Esercizi:
- 1) Nel brano, quale membro della cerchia di amici non era molto più anziano di chi racconta?
- 2) Trascriva fedelmente il passo del brano che si apre con le parole contenenti "Per me era quasi" e si chiude con "i grandi artisti.".

Brano:
- - - - - - -

Quante “cose” strane, per un essere come me … a loro sembravo nato in una stanza senza finestre sul mondo e con a disposizione solo una luce e dei libri … Vittoria me lo disse, e questo li divertiva e spaventava, perché con due parole, scompariva qualcosa nel quale avevano creduto per una vita e dopo non aveva più il senso di prima. Vittoria mi disse. Hai ucciso Emilio Vedova.
Per me era quasi un genio, ora è solo il ricordo di un amico. Le dissi che non era poco e che forse da quello doveva partire per comprenderlo, se mai in Vedova esiste qualcosa da capire....
E comunque Picasso fu letto da allora, da quella cerchia di amici, tutti moooolto più vecchi di me eccetto Alessandro Quasimodo, come se, finalmente, avesse avuto un'anima, anima che, dicevo, è colei che fa le scelte grandi per i grandi artisti.

- - - - - - -

Record estratti
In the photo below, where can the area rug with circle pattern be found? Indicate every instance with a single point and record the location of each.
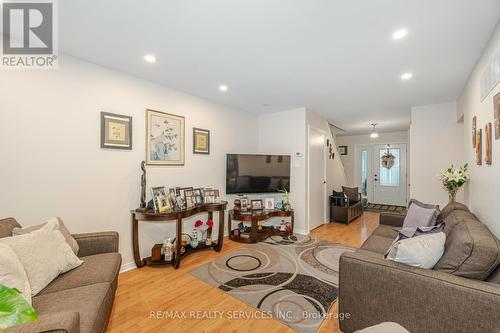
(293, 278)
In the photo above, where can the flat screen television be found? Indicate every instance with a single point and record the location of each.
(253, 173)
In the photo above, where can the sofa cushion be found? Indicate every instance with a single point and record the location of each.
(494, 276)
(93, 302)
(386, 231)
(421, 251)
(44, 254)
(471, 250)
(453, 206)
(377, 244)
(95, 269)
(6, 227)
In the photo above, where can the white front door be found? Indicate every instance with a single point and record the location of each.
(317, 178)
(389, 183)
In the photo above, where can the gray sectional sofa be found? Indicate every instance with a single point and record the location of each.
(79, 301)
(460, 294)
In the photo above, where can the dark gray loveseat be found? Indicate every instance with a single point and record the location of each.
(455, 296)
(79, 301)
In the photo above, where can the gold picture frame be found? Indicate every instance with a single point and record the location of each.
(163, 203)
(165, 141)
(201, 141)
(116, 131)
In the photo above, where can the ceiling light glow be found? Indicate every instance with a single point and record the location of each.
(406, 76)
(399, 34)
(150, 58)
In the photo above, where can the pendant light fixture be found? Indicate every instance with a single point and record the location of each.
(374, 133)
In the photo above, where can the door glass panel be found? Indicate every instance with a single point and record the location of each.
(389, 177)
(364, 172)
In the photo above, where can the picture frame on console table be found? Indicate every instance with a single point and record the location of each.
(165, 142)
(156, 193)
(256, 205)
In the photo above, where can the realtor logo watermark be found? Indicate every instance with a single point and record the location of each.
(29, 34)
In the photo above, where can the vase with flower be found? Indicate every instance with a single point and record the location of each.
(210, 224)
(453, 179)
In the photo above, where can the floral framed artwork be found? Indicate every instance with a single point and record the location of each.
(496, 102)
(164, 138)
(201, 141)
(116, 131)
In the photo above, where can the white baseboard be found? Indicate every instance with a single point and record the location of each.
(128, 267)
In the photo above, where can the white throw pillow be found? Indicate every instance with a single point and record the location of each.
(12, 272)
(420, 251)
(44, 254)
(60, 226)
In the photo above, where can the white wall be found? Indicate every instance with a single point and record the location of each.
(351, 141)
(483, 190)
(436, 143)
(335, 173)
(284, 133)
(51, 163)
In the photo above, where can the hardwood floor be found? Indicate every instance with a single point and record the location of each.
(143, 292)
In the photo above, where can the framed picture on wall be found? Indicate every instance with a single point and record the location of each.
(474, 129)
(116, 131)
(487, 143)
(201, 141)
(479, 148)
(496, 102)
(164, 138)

- - - - - - -

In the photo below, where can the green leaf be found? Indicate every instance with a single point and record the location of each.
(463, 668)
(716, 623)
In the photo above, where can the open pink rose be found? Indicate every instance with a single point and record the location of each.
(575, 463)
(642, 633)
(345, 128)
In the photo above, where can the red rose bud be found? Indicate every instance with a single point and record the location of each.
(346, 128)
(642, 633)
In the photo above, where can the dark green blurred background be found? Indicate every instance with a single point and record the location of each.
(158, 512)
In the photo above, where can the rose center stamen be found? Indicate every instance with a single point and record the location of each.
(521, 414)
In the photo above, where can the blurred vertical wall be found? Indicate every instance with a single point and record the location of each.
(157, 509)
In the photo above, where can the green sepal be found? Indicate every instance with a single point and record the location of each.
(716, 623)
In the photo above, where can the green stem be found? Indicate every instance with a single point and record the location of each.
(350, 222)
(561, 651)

- - - - - - -

Soluzioni degli esercizi:
- 1) Alessandro Quasimodo.

- 2)
Per me era quasi un genio, ora è solo il ricordo di un amico. Le dissi che non era poco e che forse da quello doveva partire per comprenderlo, se mai in Vedova esiste qualcosa da capire....
E comunque Picasso fu letto da allora, da quella cerchia di amici, tutti moooolto più vecchi di me eccetto Alessandro Quasimodo, come se, finalmente, avesse avuto un'anima, anima che, dicevo, è colei che fa le scelte grandi per i grandi artisti.